▶ MATERIAL SUPPLIED:
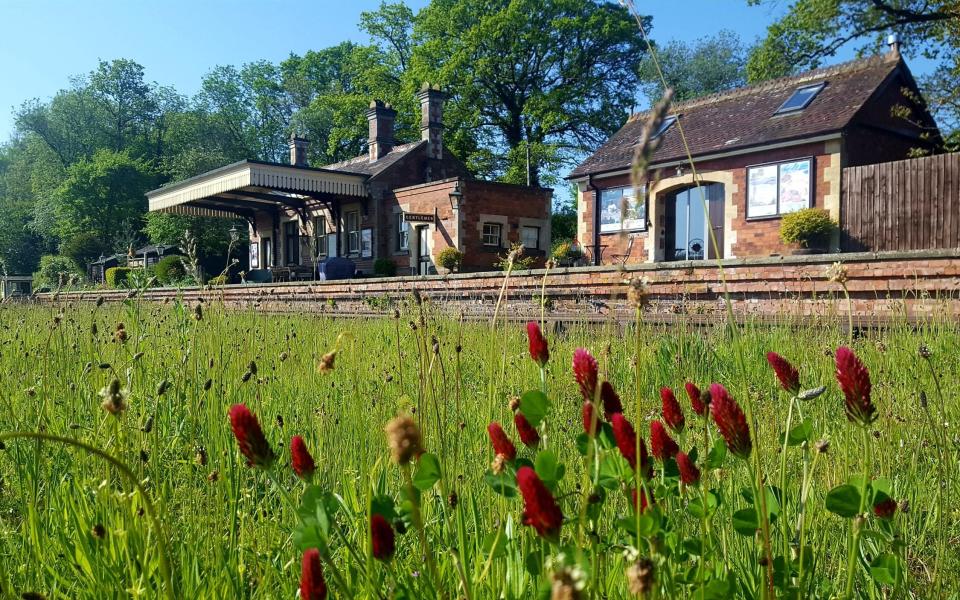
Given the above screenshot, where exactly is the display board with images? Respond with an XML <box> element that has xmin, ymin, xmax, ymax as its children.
<box><xmin>598</xmin><ymin>187</ymin><xmax>647</xmax><ymax>233</ymax></box>
<box><xmin>747</xmin><ymin>158</ymin><xmax>813</xmax><ymax>219</ymax></box>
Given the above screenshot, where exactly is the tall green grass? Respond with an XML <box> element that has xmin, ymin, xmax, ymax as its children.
<box><xmin>0</xmin><ymin>298</ymin><xmax>960</xmax><ymax>598</ymax></box>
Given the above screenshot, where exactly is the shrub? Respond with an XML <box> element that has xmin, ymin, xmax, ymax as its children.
<box><xmin>104</xmin><ymin>267</ymin><xmax>133</xmax><ymax>289</ymax></box>
<box><xmin>437</xmin><ymin>248</ymin><xmax>463</xmax><ymax>271</ymax></box>
<box><xmin>373</xmin><ymin>258</ymin><xmax>397</xmax><ymax>277</ymax></box>
<box><xmin>154</xmin><ymin>254</ymin><xmax>187</xmax><ymax>285</ymax></box>
<box><xmin>33</xmin><ymin>254</ymin><xmax>86</xmax><ymax>289</ymax></box>
<box><xmin>780</xmin><ymin>208</ymin><xmax>837</xmax><ymax>248</ymax></box>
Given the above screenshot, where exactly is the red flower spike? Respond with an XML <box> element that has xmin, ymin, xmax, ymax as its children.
<box><xmin>300</xmin><ymin>548</ymin><xmax>327</xmax><ymax>600</ymax></box>
<box><xmin>229</xmin><ymin>404</ymin><xmax>276</xmax><ymax>468</ymax></box>
<box><xmin>600</xmin><ymin>381</ymin><xmax>623</xmax><ymax>421</ymax></box>
<box><xmin>873</xmin><ymin>498</ymin><xmax>897</xmax><ymax>520</ymax></box>
<box><xmin>513</xmin><ymin>412</ymin><xmax>540</xmax><ymax>448</ymax></box>
<box><xmin>660</xmin><ymin>387</ymin><xmax>686</xmax><ymax>433</ymax></box>
<box><xmin>650</xmin><ymin>421</ymin><xmax>680</xmax><ymax>462</ymax></box>
<box><xmin>677</xmin><ymin>452</ymin><xmax>700</xmax><ymax>485</ymax></box>
<box><xmin>767</xmin><ymin>352</ymin><xmax>800</xmax><ymax>396</ymax></box>
<box><xmin>836</xmin><ymin>346</ymin><xmax>876</xmax><ymax>425</ymax></box>
<box><xmin>290</xmin><ymin>435</ymin><xmax>317</xmax><ymax>480</ymax></box>
<box><xmin>517</xmin><ymin>467</ymin><xmax>563</xmax><ymax>542</ymax></box>
<box><xmin>630</xmin><ymin>488</ymin><xmax>655</xmax><ymax>514</ymax></box>
<box><xmin>583</xmin><ymin>400</ymin><xmax>600</xmax><ymax>435</ymax></box>
<box><xmin>683</xmin><ymin>381</ymin><xmax>707</xmax><ymax>417</ymax></box>
<box><xmin>710</xmin><ymin>383</ymin><xmax>753</xmax><ymax>460</ymax></box>
<box><xmin>487</xmin><ymin>421</ymin><xmax>517</xmax><ymax>460</ymax></box>
<box><xmin>527</xmin><ymin>321</ymin><xmax>550</xmax><ymax>367</ymax></box>
<box><xmin>573</xmin><ymin>348</ymin><xmax>600</xmax><ymax>400</ymax></box>
<box><xmin>370</xmin><ymin>514</ymin><xmax>396</xmax><ymax>561</ymax></box>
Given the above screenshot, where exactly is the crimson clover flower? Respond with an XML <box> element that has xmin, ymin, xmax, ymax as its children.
<box><xmin>487</xmin><ymin>421</ymin><xmax>517</xmax><ymax>460</ymax></box>
<box><xmin>836</xmin><ymin>346</ymin><xmax>876</xmax><ymax>425</ymax></box>
<box><xmin>370</xmin><ymin>514</ymin><xmax>396</xmax><ymax>561</ymax></box>
<box><xmin>513</xmin><ymin>412</ymin><xmax>540</xmax><ymax>448</ymax></box>
<box><xmin>650</xmin><ymin>421</ymin><xmax>680</xmax><ymax>462</ymax></box>
<box><xmin>600</xmin><ymin>381</ymin><xmax>623</xmax><ymax>421</ymax></box>
<box><xmin>573</xmin><ymin>348</ymin><xmax>600</xmax><ymax>400</ymax></box>
<box><xmin>300</xmin><ymin>548</ymin><xmax>327</xmax><ymax>600</ymax></box>
<box><xmin>290</xmin><ymin>435</ymin><xmax>317</xmax><ymax>480</ymax></box>
<box><xmin>683</xmin><ymin>381</ymin><xmax>710</xmax><ymax>417</ymax></box>
<box><xmin>710</xmin><ymin>383</ymin><xmax>753</xmax><ymax>460</ymax></box>
<box><xmin>767</xmin><ymin>352</ymin><xmax>800</xmax><ymax>396</ymax></box>
<box><xmin>677</xmin><ymin>452</ymin><xmax>700</xmax><ymax>485</ymax></box>
<box><xmin>517</xmin><ymin>466</ymin><xmax>563</xmax><ymax>542</ymax></box>
<box><xmin>660</xmin><ymin>387</ymin><xmax>685</xmax><ymax>433</ymax></box>
<box><xmin>229</xmin><ymin>404</ymin><xmax>276</xmax><ymax>468</ymax></box>
<box><xmin>527</xmin><ymin>321</ymin><xmax>550</xmax><ymax>367</ymax></box>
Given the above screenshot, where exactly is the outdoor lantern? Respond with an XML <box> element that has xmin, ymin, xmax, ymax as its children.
<box><xmin>450</xmin><ymin>181</ymin><xmax>463</xmax><ymax>210</ymax></box>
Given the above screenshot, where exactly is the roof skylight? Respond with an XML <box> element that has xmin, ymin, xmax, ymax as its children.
<box><xmin>774</xmin><ymin>82</ymin><xmax>827</xmax><ymax>115</ymax></box>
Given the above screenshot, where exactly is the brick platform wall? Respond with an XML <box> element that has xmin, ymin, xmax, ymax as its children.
<box><xmin>37</xmin><ymin>250</ymin><xmax>960</xmax><ymax>323</ymax></box>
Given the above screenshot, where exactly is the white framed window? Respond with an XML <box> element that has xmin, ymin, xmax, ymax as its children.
<box><xmin>481</xmin><ymin>223</ymin><xmax>503</xmax><ymax>248</ymax></box>
<box><xmin>520</xmin><ymin>225</ymin><xmax>540</xmax><ymax>250</ymax></box>
<box><xmin>313</xmin><ymin>216</ymin><xmax>327</xmax><ymax>256</ymax></box>
<box><xmin>397</xmin><ymin>213</ymin><xmax>410</xmax><ymax>252</ymax></box>
<box><xmin>346</xmin><ymin>210</ymin><xmax>360</xmax><ymax>254</ymax></box>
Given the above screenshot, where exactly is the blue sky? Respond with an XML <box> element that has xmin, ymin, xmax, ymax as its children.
<box><xmin>0</xmin><ymin>0</ymin><xmax>928</xmax><ymax>142</ymax></box>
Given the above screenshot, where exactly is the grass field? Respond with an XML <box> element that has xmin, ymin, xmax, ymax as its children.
<box><xmin>0</xmin><ymin>299</ymin><xmax>960</xmax><ymax>599</ymax></box>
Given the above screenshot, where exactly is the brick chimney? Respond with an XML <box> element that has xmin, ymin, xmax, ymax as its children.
<box><xmin>290</xmin><ymin>134</ymin><xmax>310</xmax><ymax>167</ymax></box>
<box><xmin>417</xmin><ymin>83</ymin><xmax>444</xmax><ymax>160</ymax></box>
<box><xmin>367</xmin><ymin>100</ymin><xmax>397</xmax><ymax>162</ymax></box>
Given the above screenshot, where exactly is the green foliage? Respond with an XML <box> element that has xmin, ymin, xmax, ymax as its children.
<box><xmin>33</xmin><ymin>254</ymin><xmax>85</xmax><ymax>290</ymax></box>
<box><xmin>373</xmin><ymin>258</ymin><xmax>397</xmax><ymax>277</ymax></box>
<box><xmin>437</xmin><ymin>247</ymin><xmax>463</xmax><ymax>271</ymax></box>
<box><xmin>104</xmin><ymin>267</ymin><xmax>134</xmax><ymax>289</ymax></box>
<box><xmin>780</xmin><ymin>208</ymin><xmax>837</xmax><ymax>248</ymax></box>
<box><xmin>153</xmin><ymin>254</ymin><xmax>187</xmax><ymax>285</ymax></box>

▶ STATED PROBLEM: From the entries above, select every line that contains the word "green", with case counting.

▶ COMPLETE OUTPUT:
Given the above screenshot, where exactly is the tall green grass? Respond with an XML <box> element that has xmin, ymin, xmax, ymax as its children.
Given the above screenshot, where exactly is the green foliage? Respond with an XML <box> element that has xmin, ymin, xmax, ymax as its children.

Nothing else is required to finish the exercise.